Rewrite all of the data below with every "traced outlines" replaced by "drawn outlines", keeping everything else unchanged.

## Begin

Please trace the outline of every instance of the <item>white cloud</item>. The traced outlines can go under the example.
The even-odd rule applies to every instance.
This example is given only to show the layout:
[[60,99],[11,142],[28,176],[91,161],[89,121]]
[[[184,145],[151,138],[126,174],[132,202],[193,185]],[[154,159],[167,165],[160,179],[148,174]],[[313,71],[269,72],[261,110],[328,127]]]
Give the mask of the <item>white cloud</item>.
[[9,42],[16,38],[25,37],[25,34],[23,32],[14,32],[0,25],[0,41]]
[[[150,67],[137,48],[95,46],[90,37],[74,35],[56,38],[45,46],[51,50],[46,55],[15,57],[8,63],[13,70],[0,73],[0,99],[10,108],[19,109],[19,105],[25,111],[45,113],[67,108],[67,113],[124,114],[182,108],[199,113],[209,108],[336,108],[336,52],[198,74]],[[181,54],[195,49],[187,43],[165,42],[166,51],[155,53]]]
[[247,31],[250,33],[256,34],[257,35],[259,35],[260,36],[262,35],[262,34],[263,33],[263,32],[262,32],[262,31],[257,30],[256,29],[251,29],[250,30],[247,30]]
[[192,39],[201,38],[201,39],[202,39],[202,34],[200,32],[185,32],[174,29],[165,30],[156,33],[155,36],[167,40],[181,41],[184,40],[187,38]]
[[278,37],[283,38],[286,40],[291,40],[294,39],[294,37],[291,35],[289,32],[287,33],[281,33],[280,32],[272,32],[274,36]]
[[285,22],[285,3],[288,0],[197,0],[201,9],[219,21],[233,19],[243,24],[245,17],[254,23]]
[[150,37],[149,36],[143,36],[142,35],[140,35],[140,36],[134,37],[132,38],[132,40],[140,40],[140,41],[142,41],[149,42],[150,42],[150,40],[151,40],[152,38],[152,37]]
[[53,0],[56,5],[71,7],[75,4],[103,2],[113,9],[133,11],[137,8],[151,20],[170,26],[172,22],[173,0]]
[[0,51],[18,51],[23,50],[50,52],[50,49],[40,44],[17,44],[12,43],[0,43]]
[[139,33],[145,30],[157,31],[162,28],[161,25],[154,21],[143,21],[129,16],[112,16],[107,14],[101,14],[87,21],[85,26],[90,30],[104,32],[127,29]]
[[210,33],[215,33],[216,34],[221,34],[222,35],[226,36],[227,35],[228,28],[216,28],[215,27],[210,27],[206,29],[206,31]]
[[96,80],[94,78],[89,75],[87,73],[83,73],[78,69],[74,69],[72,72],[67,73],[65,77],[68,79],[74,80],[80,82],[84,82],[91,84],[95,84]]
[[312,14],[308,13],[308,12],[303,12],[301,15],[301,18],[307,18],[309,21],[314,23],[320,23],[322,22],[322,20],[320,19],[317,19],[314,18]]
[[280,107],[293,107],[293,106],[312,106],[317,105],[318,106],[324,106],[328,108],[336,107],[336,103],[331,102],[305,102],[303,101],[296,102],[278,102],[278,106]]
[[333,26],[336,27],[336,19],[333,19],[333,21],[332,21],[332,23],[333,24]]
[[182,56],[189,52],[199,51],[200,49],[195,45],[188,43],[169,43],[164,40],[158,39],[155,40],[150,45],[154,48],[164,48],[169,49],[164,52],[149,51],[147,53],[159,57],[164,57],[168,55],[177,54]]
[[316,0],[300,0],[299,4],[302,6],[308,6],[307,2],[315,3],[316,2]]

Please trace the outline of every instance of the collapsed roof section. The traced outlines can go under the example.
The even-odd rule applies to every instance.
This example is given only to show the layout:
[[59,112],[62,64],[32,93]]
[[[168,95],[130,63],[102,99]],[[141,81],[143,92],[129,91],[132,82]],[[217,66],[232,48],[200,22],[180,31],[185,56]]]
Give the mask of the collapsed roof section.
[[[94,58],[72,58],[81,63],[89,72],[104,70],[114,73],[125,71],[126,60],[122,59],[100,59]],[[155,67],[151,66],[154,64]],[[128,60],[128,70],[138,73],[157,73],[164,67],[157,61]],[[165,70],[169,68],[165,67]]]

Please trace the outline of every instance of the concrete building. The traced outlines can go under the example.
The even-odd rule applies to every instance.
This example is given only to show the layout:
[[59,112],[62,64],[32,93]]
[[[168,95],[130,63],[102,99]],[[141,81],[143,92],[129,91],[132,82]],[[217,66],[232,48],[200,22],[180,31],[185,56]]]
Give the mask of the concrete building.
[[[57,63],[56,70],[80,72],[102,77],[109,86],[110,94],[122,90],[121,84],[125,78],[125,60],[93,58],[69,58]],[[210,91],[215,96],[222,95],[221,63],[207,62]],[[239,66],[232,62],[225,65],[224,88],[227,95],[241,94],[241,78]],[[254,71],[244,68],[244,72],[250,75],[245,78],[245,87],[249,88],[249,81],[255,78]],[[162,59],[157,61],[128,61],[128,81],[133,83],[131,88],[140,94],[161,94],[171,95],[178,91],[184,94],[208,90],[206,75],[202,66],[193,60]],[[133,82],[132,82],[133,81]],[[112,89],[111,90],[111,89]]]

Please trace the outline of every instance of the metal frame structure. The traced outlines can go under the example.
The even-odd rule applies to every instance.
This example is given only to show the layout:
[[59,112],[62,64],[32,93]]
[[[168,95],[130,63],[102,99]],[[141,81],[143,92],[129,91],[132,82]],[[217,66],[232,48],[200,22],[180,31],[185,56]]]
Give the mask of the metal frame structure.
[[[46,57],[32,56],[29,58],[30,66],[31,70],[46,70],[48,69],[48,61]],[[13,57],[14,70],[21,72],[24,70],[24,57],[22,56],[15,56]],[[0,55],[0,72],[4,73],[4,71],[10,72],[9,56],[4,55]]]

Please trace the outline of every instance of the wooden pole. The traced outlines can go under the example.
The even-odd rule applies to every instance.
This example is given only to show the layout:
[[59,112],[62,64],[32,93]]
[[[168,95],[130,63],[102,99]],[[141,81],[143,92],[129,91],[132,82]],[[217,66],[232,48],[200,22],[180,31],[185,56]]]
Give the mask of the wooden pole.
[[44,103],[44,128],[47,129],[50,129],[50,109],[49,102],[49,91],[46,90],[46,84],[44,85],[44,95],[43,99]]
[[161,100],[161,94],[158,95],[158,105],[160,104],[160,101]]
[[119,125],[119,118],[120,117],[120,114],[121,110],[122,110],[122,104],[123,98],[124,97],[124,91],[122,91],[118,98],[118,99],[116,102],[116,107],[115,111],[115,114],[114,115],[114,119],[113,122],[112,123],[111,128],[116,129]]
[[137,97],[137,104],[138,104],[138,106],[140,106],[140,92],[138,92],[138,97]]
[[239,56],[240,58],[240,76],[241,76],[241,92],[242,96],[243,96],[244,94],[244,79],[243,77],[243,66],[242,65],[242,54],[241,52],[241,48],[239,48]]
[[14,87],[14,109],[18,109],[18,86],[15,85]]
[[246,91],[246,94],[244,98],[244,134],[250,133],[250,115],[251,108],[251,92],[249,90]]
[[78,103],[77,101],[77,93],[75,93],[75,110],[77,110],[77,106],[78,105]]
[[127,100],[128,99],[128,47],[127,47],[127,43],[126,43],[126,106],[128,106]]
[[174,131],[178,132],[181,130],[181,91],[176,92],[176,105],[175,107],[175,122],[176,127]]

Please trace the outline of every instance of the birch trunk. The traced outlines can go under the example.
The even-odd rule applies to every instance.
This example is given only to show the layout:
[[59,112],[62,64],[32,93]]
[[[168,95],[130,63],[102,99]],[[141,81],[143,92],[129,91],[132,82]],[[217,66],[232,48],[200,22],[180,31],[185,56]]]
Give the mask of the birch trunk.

## End

## TASK OUTPUT
Please trace the outline of every instance of the <item>white cloud</item>. The drawn outlines can go under the example.
The even-odd rule applies to every instance.
This example is given only to show the layout:
[[60,99],[11,142],[28,176],[91,161],[89,121]]
[[[184,145],[151,138],[126,174],[132,202],[193,185]],[[154,159],[167,165],[160,179],[148,174]],[[313,71],[269,72],[261,110],[328,127]]]
Give the mask of the <item>white cloud</item>.
[[9,42],[16,38],[25,37],[25,34],[23,32],[14,32],[0,25],[0,41]]
[[[150,67],[137,48],[95,46],[90,37],[74,35],[56,38],[45,46],[51,50],[46,55],[15,57],[8,63],[13,70],[0,73],[0,99],[10,108],[19,109],[19,105],[25,111],[45,113],[67,108],[67,113],[124,114],[182,108],[199,113],[209,108],[336,108],[336,52],[198,74]],[[181,54],[195,49],[187,43],[165,42],[166,51],[155,53]]]
[[247,31],[250,33],[256,34],[257,35],[259,35],[260,36],[262,35],[262,34],[263,33],[263,32],[262,32],[262,31],[257,30],[256,29],[251,29],[250,30],[247,30]]
[[192,39],[201,38],[201,39],[202,39],[202,34],[200,32],[185,32],[174,29],[165,30],[156,33],[155,36],[167,40],[181,41],[184,40],[187,38]]
[[278,37],[283,38],[286,40],[291,40],[294,39],[294,37],[291,35],[289,32],[287,33],[281,33],[280,32],[272,32],[274,36]]
[[285,22],[285,3],[288,0],[197,0],[201,9],[219,21],[233,19],[243,24],[245,17],[254,23]]
[[150,37],[149,36],[143,36],[142,35],[140,35],[140,36],[134,37],[132,38],[132,40],[140,40],[140,41],[142,41],[149,42],[150,42],[150,40],[151,40],[152,38],[152,37]]
[[53,0],[56,5],[71,7],[75,4],[103,2],[113,9],[133,11],[137,8],[151,20],[170,26],[172,22],[173,0]]
[[0,51],[18,51],[23,50],[50,52],[50,49],[40,44],[17,44],[12,43],[0,43]]
[[139,33],[145,30],[157,31],[162,28],[161,25],[154,21],[143,21],[129,16],[112,16],[107,14],[101,14],[87,21],[85,26],[90,30],[104,32],[127,29]]
[[210,33],[215,33],[216,34],[221,34],[222,35],[226,36],[227,35],[228,28],[216,28],[215,27],[210,27],[206,29],[206,31]]
[[96,80],[94,78],[89,75],[87,73],[83,73],[78,69],[74,69],[72,72],[67,73],[65,77],[68,79],[74,80],[80,82],[84,82],[91,84],[95,84]]
[[312,14],[308,13],[308,12],[303,12],[301,15],[301,18],[307,18],[309,21],[314,23],[320,23],[322,22],[322,20],[320,19],[317,19],[314,18]]
[[280,107],[293,107],[293,106],[312,106],[317,105],[318,106],[324,106],[328,108],[336,107],[336,103],[331,102],[305,102],[303,101],[296,102],[278,102],[278,106]]
[[333,26],[336,27],[336,19],[333,19],[333,21],[332,21],[332,23],[333,24]]
[[182,56],[189,52],[199,51],[200,49],[195,45],[188,43],[169,43],[164,40],[158,39],[155,40],[150,45],[154,48],[164,48],[169,49],[164,52],[149,51],[147,53],[159,57],[164,57],[168,55],[177,54]]
[[316,0],[300,0],[299,4],[302,6],[308,6],[307,2],[315,3],[316,2]]

Please trace the outline of every instance of the collapsed roof section. The drawn outlines can go under the example.
The even-odd rule applies to every instance.
This example is given only to show the layout:
[[59,112],[62,64],[32,93]]
[[[168,95],[130,63],[102,99]],[[141,81],[143,92],[129,91],[132,82]],[[217,66],[232,48],[200,22],[180,31],[185,56]]]
Give the mask of the collapsed roof section.
[[[94,58],[72,58],[81,63],[89,72],[104,70],[114,73],[125,71],[126,60],[122,59],[100,59]],[[155,67],[151,66],[154,64]],[[128,60],[128,70],[138,73],[157,73],[164,67],[157,61]],[[165,70],[169,68],[165,67]]]

Please trace the outline of every instance of the concrete building. The drawn outlines can go under the example.
The even-odd rule applies to every instance.
This example is given only to show the layout:
[[59,112],[62,64],[32,93]]
[[[168,95],[130,63],[102,99]],[[141,81],[143,92],[129,91],[132,82]],[[217,66],[232,48],[200,22],[180,31],[185,56]]]
Give the mask of the concrete building.
[[[57,63],[56,70],[80,72],[102,77],[109,86],[110,94],[122,90],[121,84],[125,78],[125,60],[93,58],[69,58]],[[210,91],[215,96],[222,95],[221,63],[207,62]],[[239,66],[232,62],[225,65],[224,88],[227,95],[241,94],[241,78]],[[254,71],[244,68],[244,72],[250,75],[245,78],[245,87],[249,88],[249,81],[255,78]],[[162,59],[157,61],[128,61],[128,81],[133,83],[131,88],[140,94],[161,94],[171,95],[178,91],[184,94],[208,90],[206,75],[202,66],[193,60]],[[133,82],[132,82],[133,81]],[[112,89],[111,90],[111,89]]]

Please trace the outline of every instance of the metal frame structure. The drawn outlines can go under the example.
The even-odd rule applies to every instance.
This example is given only to show the layout:
[[59,112],[62,64],[32,93]]
[[[168,95],[130,63],[102,99]],[[141,81],[143,92],[129,91],[132,82]],[[217,66],[232,48],[200,22],[180,31],[185,56]]]
Give the mask of the metal frame structure.
[[[46,57],[32,56],[29,58],[30,66],[31,70],[46,70],[48,69],[48,61]],[[13,57],[14,70],[21,72],[24,70],[24,57],[22,56],[15,56]],[[0,55],[0,72],[4,73],[4,71],[10,72],[9,56],[4,55]]]

Please trace the outline of every instance of the wooden pole. The drawn outlines can go under the example.
The even-odd rule applies to every instance.
This example is given only to show the layout:
[[59,112],[62,64],[32,93]]
[[[168,95],[130,63],[102,99]],[[141,81],[143,92],[129,91],[132,82]],[[217,66],[232,48],[200,22],[180,31],[185,56]]]
Give the mask of the wooden pole.
[[44,103],[44,128],[47,129],[50,129],[50,109],[49,102],[49,91],[46,90],[46,84],[44,85],[44,95],[43,99]]
[[161,100],[161,94],[158,95],[158,105],[160,104],[160,101]]
[[119,125],[119,118],[120,117],[120,114],[121,110],[122,110],[122,104],[123,98],[124,97],[124,91],[122,91],[118,98],[118,99],[116,102],[116,107],[115,111],[115,114],[114,115],[114,119],[113,122],[112,123],[111,128],[116,129]]
[[137,97],[137,104],[138,104],[138,106],[140,106],[140,92],[138,92],[138,97]]
[[239,56],[240,58],[240,76],[241,76],[241,92],[242,96],[243,96],[244,94],[244,79],[243,77],[243,66],[242,65],[242,54],[241,52],[241,48],[239,48]]
[[14,87],[14,109],[18,109],[18,86],[15,85]]
[[246,91],[246,94],[244,98],[244,134],[250,133],[250,115],[251,108],[251,92],[249,90]]
[[78,103],[77,101],[77,93],[75,93],[75,110],[77,110],[77,106],[78,105]]
[[127,100],[128,99],[128,47],[127,47],[127,43],[126,43],[126,106],[128,106]]
[[174,131],[178,132],[181,130],[181,91],[176,92],[176,105],[175,107],[175,122],[176,127]]

Please trace the outline of every instance of the birch trunk. The drawn outlines can go under the example.
The even-odd rule applies to every instance.
This example is given only to show the layout:
[[59,112],[62,64],[32,93]]
[[[168,95],[130,63],[102,99]],[[141,81],[143,92],[129,91],[132,82]],[[217,66],[232,48],[200,22],[180,31],[185,56]]]
Give the mask of the birch trunk.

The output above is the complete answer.